* **Brief A**: Translate this sentence from the forum post on barcode mismatches into Spanish: "We usually deploy a 2 x 250 HiSeq protocol targeting a 300 bp region of the 16S gene or ribosome."
* **Brief B**: In the forum post on barcode mismatches, how large a share of all reads is lost in the demultiplexing step?
* **Brief C**: Pick up the forum post on barcode mismatches and keep writing it from its final sentence onward.

* **Source passage**:
■ ■ ■ ■ ■

Unusual loss of reads after demultiplexing: Barcodes not matching between R1 and R2

Dear Community,

I am writing this to post to evaluate if our problem can be solved with qiime2 or if its a lab- or provider problem.

We are facing the problem that our Illumina sequence data severely suffers from barcode mismatches between R1 and R2. We usually deploy a 2 x 250 HiSeq protocol targeting a 300 bp region of the 16S gene or ribosome.

In our current DADA-2 pipeline, demultiplexing occurs by checking both barcodes in R1 and R2 by looping cutadapt through the barcodes with this parameters:

cutadapt -j 30 -O 8 --no-indels -e 0 -g ^Barcode1 -G ^Barcode1 --discard-untrimmed

However, in most cases the barcodes differ between corresponding reads in R1 and R2. This step results in a read loss of somewhere between 50% and 95% of all reads. Meaning that in a 10 million read project we – at the very minimum - lose more than 5 million observations just by demultiplexing.

We checked if our barcode library has a contamination problem by testing if there are systematic errors (e.g. overrepresentation of certain barcodes, or if barcodes from neighboring box locations affect each other more frequently) but failed to see any.

■ ■ ■ ■ ■

[Saved data entries]
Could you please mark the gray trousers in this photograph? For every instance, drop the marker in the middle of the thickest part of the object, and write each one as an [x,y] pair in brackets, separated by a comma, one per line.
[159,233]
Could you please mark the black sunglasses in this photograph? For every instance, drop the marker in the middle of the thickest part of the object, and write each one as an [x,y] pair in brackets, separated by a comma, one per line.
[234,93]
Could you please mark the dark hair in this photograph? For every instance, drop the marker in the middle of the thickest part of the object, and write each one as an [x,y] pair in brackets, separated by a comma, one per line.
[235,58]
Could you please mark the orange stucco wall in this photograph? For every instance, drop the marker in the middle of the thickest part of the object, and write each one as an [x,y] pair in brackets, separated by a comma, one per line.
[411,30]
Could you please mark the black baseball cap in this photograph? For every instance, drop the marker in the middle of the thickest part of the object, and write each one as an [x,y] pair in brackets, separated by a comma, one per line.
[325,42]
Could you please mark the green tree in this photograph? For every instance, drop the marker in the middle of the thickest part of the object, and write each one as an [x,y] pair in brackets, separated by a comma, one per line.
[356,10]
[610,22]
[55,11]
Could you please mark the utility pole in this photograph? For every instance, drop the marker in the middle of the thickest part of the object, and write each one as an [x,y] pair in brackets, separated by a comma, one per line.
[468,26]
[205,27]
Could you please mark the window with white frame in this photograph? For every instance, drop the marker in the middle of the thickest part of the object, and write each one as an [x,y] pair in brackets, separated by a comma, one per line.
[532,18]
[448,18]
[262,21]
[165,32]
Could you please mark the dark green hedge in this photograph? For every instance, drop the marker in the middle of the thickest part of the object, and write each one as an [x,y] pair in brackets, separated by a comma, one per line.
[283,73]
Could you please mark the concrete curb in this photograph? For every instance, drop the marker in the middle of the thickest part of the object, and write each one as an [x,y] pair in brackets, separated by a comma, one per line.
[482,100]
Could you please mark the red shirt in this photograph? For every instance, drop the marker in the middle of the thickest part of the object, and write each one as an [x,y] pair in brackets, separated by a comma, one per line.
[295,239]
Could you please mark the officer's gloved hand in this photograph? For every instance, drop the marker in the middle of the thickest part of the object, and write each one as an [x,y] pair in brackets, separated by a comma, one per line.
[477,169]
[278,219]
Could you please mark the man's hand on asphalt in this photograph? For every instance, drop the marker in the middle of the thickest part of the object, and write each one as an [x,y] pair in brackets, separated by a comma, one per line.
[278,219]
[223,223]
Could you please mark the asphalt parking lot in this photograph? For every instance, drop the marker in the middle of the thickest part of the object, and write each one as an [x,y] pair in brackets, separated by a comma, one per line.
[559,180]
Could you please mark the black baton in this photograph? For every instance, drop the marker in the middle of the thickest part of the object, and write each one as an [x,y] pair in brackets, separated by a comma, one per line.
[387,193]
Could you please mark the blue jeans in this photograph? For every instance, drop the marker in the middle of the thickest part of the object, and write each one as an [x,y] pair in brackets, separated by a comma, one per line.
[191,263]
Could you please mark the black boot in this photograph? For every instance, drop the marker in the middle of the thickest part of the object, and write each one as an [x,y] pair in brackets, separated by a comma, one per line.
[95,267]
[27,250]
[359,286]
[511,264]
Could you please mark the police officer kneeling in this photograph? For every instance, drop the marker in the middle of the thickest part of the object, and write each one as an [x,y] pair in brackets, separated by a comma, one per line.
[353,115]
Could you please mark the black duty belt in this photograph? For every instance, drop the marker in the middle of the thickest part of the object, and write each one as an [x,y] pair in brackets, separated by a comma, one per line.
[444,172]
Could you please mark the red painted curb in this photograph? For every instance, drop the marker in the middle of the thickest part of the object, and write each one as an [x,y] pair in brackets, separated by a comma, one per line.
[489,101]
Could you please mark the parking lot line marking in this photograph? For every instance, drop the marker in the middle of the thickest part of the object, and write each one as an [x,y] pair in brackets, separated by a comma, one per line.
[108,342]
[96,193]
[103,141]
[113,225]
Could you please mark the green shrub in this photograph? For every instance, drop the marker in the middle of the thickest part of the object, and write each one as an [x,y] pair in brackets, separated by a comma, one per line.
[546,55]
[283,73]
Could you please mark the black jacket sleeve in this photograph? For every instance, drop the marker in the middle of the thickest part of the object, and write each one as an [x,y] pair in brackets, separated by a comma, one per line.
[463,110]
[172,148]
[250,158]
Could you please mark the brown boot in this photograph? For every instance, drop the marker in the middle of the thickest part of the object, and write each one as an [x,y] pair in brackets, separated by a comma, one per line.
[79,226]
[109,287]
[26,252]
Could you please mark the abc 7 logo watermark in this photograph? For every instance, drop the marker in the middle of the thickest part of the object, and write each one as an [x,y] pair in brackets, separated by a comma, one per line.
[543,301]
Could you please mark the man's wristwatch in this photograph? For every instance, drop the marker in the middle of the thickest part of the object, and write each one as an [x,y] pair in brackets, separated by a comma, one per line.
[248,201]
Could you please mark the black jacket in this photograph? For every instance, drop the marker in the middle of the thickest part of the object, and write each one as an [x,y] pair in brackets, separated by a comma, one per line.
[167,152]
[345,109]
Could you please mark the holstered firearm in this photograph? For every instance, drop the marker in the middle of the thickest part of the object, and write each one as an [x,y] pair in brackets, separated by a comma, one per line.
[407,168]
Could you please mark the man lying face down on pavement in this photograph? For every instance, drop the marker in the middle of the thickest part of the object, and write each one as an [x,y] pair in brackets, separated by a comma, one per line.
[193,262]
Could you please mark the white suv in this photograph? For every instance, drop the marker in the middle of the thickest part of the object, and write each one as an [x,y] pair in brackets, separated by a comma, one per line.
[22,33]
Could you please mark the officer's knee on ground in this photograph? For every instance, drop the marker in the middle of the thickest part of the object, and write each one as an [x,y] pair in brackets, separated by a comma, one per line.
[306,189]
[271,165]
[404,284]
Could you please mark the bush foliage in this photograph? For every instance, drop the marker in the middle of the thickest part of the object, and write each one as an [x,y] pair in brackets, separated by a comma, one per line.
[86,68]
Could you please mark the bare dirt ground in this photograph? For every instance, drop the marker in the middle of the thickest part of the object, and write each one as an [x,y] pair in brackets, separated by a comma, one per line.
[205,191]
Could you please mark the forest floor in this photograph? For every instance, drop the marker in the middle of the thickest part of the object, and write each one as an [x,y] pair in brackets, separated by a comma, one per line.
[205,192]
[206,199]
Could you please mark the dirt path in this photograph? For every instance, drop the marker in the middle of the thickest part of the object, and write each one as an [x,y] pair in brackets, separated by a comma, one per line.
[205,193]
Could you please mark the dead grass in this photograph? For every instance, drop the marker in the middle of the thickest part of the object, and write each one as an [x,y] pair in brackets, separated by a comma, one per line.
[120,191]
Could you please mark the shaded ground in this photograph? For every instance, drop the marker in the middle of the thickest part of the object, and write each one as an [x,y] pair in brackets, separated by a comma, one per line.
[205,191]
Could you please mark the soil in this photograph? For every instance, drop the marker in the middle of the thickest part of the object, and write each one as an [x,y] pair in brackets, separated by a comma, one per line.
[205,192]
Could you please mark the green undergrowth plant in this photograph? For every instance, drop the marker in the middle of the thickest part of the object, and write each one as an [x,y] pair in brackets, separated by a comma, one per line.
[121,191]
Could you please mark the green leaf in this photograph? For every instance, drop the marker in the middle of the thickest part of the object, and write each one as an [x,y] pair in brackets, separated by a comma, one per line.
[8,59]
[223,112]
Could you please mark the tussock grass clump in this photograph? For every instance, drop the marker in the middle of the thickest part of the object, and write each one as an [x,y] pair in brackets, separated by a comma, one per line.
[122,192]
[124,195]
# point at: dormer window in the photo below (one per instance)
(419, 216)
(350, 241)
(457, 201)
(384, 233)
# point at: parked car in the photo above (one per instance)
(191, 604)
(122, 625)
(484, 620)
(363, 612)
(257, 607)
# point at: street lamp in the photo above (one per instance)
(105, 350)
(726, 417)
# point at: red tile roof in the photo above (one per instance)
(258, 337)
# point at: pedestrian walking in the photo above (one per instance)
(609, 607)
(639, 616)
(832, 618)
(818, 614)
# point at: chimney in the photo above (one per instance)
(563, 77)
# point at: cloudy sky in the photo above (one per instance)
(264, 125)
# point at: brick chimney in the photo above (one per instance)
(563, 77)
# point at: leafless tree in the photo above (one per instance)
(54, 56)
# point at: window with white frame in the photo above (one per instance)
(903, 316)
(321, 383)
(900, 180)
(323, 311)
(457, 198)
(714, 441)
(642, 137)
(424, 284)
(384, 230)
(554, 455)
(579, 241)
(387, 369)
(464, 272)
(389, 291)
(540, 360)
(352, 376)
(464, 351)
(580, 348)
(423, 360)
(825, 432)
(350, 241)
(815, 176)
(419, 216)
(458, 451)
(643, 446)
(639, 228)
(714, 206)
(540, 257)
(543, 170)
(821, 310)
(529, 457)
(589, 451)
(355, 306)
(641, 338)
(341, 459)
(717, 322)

■ ■ ■ ■ ■

* **Response box A**: Normalmente utilizamos un protocolo HiSeq de 2 x 250 dirigido a una región de 300 pb del gen o ribosoma 16S.

* **Response box B**: Between 50% and 95% of all reads.

* **Response box C**:
The problem is so severe that the scientific interpretation drastically changes between using the merged paired end reads and using only the single reads for analysis. Interestingly there is a good agreement between using R1 and R2 alone, but both differ greatly from the merged reads. This is likely the result of the read loss and the subsequent loss of many rare reads, and thus ASVs.

Our provider insists that there is no error on their side.

My questions:

  1. Do you also experience strong mismatches between barcodes of corresponding reads in R1 and R2?

  2. Do you have any advice on resolving this problem? Can this be further evaluated or even fixed with QIIME2?

Hi @nouse1234,

Can I ask more information on the libraries? More in specific, who did the libraries, your lab or your sequencing provider?
I asking because, in my experience, dealing with read pairs in which read 1 has a different barcode than read 2 is the most common situation. This is related on the way the library prep is designed and this dual-barcode index design is the current way to squash as many samples as possible into a single lane of Illumina. If your provider did the libraries, you should have received a sheet with the demultiplexing scheme for your samples. If you did the libraries, I am sorry for starting from the basic, but is just to exclude the most easy-to-fix situation!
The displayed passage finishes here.